Rewrite the material from the line that contains "segment --target plastic" through the end, changing "water" to "soda" and leaving everything else as it is.

Provided records:
--- start ---
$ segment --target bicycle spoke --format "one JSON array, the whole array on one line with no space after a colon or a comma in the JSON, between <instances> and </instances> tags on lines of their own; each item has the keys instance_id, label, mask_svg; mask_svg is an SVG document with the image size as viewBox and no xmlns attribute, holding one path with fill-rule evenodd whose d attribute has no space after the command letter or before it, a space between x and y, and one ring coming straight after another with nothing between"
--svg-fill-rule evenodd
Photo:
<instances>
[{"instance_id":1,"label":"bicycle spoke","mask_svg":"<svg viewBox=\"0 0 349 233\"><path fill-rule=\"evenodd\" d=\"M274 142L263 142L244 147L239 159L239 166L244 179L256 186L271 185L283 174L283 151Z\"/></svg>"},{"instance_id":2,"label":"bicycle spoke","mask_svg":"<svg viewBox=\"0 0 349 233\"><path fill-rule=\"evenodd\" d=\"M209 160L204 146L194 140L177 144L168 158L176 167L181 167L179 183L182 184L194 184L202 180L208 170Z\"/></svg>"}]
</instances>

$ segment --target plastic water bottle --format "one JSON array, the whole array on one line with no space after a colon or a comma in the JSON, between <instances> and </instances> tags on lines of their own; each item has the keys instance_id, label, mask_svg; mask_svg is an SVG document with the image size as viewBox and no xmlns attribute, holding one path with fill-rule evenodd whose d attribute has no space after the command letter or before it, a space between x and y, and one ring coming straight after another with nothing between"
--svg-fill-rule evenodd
--- end ---
Full response:
$ segment --target plastic soda bottle --format "one JSON array, the whole array on one line with no space after a colon or a comma in the JSON, between <instances> and </instances> tags on lines of their own; each item has the keys instance_id, label, mask_svg; mask_svg is an SVG document with the image size as viewBox and no xmlns attribute, holding one path with fill-rule evenodd whose d attribute has no space after the command letter or before it, a space between x and y, and one ring coming straight after another with nothing between"
--svg-fill-rule evenodd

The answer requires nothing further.